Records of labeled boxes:
-----

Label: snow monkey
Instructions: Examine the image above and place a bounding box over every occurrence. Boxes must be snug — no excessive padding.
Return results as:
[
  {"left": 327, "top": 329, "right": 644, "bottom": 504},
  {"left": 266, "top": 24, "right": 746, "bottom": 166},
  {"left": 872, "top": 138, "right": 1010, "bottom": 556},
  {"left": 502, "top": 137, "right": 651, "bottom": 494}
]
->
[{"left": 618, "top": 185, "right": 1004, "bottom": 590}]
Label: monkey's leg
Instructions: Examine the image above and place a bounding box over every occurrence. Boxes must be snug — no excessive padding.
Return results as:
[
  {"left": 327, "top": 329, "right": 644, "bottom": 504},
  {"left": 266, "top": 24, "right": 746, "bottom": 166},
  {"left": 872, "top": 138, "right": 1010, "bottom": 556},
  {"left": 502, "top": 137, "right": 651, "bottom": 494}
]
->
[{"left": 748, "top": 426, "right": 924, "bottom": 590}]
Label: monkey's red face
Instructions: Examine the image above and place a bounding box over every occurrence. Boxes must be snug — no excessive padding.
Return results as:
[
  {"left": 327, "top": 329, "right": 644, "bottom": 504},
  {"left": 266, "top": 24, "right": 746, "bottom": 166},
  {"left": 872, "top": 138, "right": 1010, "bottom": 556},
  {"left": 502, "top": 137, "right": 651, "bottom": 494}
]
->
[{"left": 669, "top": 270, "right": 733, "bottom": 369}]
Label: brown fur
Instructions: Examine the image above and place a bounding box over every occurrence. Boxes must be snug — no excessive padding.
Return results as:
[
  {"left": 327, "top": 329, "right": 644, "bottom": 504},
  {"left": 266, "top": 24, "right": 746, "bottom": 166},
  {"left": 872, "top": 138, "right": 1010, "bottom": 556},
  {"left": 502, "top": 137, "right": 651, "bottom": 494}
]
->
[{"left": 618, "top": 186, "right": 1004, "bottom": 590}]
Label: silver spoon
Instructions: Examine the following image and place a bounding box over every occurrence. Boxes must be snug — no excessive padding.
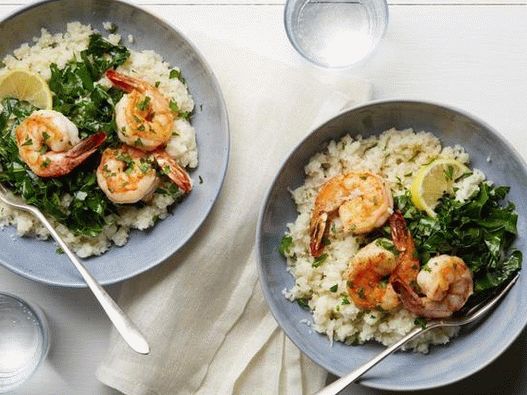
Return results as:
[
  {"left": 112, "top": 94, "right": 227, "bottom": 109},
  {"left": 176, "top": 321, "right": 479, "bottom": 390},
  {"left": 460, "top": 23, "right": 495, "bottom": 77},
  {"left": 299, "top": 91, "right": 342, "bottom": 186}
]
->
[
  {"left": 0, "top": 184, "right": 150, "bottom": 354},
  {"left": 317, "top": 273, "right": 520, "bottom": 395}
]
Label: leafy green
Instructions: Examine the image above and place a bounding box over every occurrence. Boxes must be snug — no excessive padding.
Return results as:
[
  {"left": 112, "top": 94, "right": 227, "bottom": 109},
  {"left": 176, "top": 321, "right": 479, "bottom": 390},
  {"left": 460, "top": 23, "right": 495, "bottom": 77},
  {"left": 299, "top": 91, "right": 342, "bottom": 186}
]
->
[
  {"left": 384, "top": 183, "right": 522, "bottom": 292},
  {"left": 49, "top": 34, "right": 130, "bottom": 143},
  {"left": 296, "top": 299, "right": 309, "bottom": 310},
  {"left": 0, "top": 34, "right": 134, "bottom": 236},
  {"left": 0, "top": 98, "right": 115, "bottom": 236}
]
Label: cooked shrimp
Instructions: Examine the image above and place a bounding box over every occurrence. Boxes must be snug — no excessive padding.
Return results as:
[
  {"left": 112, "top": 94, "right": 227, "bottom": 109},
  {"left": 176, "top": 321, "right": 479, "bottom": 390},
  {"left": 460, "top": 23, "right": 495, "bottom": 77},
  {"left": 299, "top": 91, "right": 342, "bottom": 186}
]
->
[
  {"left": 309, "top": 171, "right": 393, "bottom": 256},
  {"left": 106, "top": 70, "right": 174, "bottom": 151},
  {"left": 347, "top": 239, "right": 400, "bottom": 311},
  {"left": 390, "top": 213, "right": 473, "bottom": 318},
  {"left": 97, "top": 145, "right": 192, "bottom": 204},
  {"left": 15, "top": 110, "right": 106, "bottom": 177},
  {"left": 97, "top": 145, "right": 159, "bottom": 204}
]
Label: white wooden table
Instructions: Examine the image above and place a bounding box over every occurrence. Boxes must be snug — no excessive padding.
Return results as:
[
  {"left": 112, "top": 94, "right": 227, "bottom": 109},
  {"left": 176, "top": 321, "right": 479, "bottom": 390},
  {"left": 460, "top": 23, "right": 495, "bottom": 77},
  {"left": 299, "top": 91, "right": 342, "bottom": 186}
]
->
[{"left": 0, "top": 0, "right": 527, "bottom": 395}]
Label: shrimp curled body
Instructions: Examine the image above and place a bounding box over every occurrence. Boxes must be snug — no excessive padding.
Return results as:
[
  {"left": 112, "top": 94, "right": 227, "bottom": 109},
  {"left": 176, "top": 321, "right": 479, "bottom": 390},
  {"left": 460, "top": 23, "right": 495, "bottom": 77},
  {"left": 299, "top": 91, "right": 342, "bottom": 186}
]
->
[
  {"left": 106, "top": 70, "right": 174, "bottom": 151},
  {"left": 309, "top": 171, "right": 393, "bottom": 256},
  {"left": 97, "top": 145, "right": 159, "bottom": 204},
  {"left": 15, "top": 110, "right": 106, "bottom": 177},
  {"left": 390, "top": 212, "right": 473, "bottom": 318},
  {"left": 97, "top": 145, "right": 192, "bottom": 204},
  {"left": 347, "top": 240, "right": 400, "bottom": 311}
]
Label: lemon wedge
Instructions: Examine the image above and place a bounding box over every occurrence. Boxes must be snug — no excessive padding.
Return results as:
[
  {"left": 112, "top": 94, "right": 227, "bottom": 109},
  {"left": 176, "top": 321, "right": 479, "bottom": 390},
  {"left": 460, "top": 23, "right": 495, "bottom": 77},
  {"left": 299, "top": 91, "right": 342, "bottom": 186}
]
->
[
  {"left": 0, "top": 69, "right": 53, "bottom": 110},
  {"left": 410, "top": 159, "right": 470, "bottom": 217}
]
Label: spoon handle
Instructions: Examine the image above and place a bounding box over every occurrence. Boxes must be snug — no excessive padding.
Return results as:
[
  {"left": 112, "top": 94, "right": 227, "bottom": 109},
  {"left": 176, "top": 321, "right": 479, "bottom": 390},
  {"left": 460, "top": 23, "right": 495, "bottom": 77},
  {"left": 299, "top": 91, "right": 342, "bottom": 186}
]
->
[
  {"left": 317, "top": 326, "right": 431, "bottom": 395},
  {"left": 26, "top": 206, "right": 150, "bottom": 354}
]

-----

Your task:
Starting with the line that contains "Label: shrimp curled body", print each line through the last one in the listing. Include both end lines and add nothing.

Answer for this exercise:
Label: shrimp curled body
Instructions: Examine the image above and place a bounding box over every occurrence. Boxes must be snug — no excessive padding.
Return results as:
[
  {"left": 112, "top": 94, "right": 227, "bottom": 109},
  {"left": 176, "top": 321, "right": 479, "bottom": 390},
  {"left": 460, "top": 23, "right": 495, "bottom": 77},
  {"left": 299, "top": 91, "right": 342, "bottom": 186}
]
->
[
  {"left": 106, "top": 70, "right": 174, "bottom": 151},
  {"left": 309, "top": 171, "right": 393, "bottom": 256},
  {"left": 97, "top": 145, "right": 159, "bottom": 204},
  {"left": 15, "top": 110, "right": 106, "bottom": 177},
  {"left": 390, "top": 212, "right": 473, "bottom": 318},
  {"left": 97, "top": 145, "right": 192, "bottom": 204},
  {"left": 347, "top": 240, "right": 400, "bottom": 311}
]
Label: lemon wedge
Instructions: Examine the image above and place a bounding box over every occurrence. Boxes must be snug — no excessive padding.
Return results as:
[
  {"left": 112, "top": 94, "right": 227, "bottom": 109},
  {"left": 176, "top": 321, "right": 479, "bottom": 390},
  {"left": 460, "top": 23, "right": 495, "bottom": 77},
  {"left": 299, "top": 91, "right": 342, "bottom": 186}
]
->
[
  {"left": 0, "top": 69, "right": 53, "bottom": 110},
  {"left": 410, "top": 159, "right": 470, "bottom": 217}
]
Label: spoon handle
Instructions: Examine the image above and place a bounding box over every occurrence. Boxes must be snug — no excessive padding.
Return results as:
[
  {"left": 112, "top": 94, "right": 227, "bottom": 109},
  {"left": 176, "top": 321, "right": 479, "bottom": 390},
  {"left": 460, "top": 23, "right": 495, "bottom": 77},
  {"left": 299, "top": 91, "right": 342, "bottom": 186}
]
->
[
  {"left": 317, "top": 326, "right": 431, "bottom": 395},
  {"left": 26, "top": 206, "right": 150, "bottom": 354}
]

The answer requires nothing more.